SELECTED PASSAGE Block Start

They were part of me. They would never go away, they would always have to be managed. It was horrendous to believe this to be true, but at the same time, there was relief in it. Being able to point to a clinical diagnosis meant it wasn’t my fault, but, it also meant that it wasn’t within my power, not really, to do anything about it.
What’s different now though, is that while I still know it isn’t my fault, I also know it is within my power to do something about it. Unfortunately, there’s a huge, huge caveat here, and this is the one that will trip most people up. There’s not a hope in hell I could have done this on my own. There were seemingly minor (from my adult perspective) incidents in my past that were tormenting me every day.
I needed to find these, talk about them, and above all, feel the emotion that was connected with them, because they’re what were causing the problems for me – it wasn’t illness, it was emotions belonging to long ago that I had never truly felt, and so they were, for all intents and purposes, stuck. These emotions came out at all the wrong times – my disproportionate ‘borderline’ reactions to events were in fact the reactions that a child would have in a similar situation.

SELECTED PASSAGE Block End
RECORDS SUPPLIED Block Start

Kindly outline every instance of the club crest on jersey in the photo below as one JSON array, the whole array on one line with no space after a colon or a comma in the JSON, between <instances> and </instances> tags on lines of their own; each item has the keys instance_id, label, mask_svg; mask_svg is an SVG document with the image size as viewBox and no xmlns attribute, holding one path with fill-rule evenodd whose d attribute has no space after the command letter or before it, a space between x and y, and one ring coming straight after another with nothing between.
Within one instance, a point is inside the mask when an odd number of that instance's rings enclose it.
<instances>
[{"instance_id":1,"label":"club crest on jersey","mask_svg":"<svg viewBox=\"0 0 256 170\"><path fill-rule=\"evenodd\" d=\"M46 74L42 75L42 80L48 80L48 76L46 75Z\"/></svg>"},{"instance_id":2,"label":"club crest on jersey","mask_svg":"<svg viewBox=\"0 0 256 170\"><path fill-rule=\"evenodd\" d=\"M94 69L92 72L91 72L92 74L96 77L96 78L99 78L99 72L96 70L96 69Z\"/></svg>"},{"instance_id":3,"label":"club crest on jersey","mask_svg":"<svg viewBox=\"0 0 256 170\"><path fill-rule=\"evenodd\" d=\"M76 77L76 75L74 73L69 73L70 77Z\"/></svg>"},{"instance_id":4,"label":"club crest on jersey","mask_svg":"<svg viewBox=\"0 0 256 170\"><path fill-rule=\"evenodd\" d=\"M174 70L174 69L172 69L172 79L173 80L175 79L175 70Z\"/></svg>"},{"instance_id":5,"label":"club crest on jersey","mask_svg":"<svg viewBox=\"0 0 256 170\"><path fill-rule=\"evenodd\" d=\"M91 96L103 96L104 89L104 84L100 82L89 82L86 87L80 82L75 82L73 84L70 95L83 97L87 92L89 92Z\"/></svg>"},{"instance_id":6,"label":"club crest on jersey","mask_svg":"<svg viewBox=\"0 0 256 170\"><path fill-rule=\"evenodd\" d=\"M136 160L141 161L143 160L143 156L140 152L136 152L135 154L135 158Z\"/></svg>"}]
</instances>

RECORDS SUPPLIED Block End

YOUR ASSIGNMENT. Continue the personal account of the borderline diagnosis and long-buried childhood emotions, starting right after its last sentence.

EXERCISE OUTPUT.
I knew they didn’t make sense. People around me knew for sure they didn’t make sense. But none of us could explain where they were coming from, or why the longer it went on, the worse it got, and eventually became known as depression and bpd. I came across an article today that summed this up beautifully:
‘All consciously-felt human drives stem from unpleasant feelings. Thirst drives us to seek water; hunger, food; hypothermia, warmth; hyperthermia, coolness; danger, safety, etc. Sadness and despondency are no exceptions. They drive us to seek change, and have been serving the species well since prehistoric times.
But – as is the case with all the above examples – when a drive is not acted upon, for whatever reason, the unpleasant feelings worsen. Just as unrequited hunger and thirst increase in strength, so the depression drive when not requited deepens.’
I’m keenly aware as I’m writing this that there are people reading who are going to be absolutely incensed at what I’ve just said. I get that, I would have been just as incensed this time last year. It seems preposterous, and downright arrogant, to suggest that any of these issues are within my, and by proxy, your, power to fix. But, they are. With help. I cannot stress that part enough – with help.
I don’t know where we can go from here. Medication can’t ‘fix’ negative emotions. They’re there for a reason – they’re letting us know that there’s a problem that needs our attention. But without the kind of support and guidance I’ve had the last few months, I would never, ever, have been able to reach this understanding.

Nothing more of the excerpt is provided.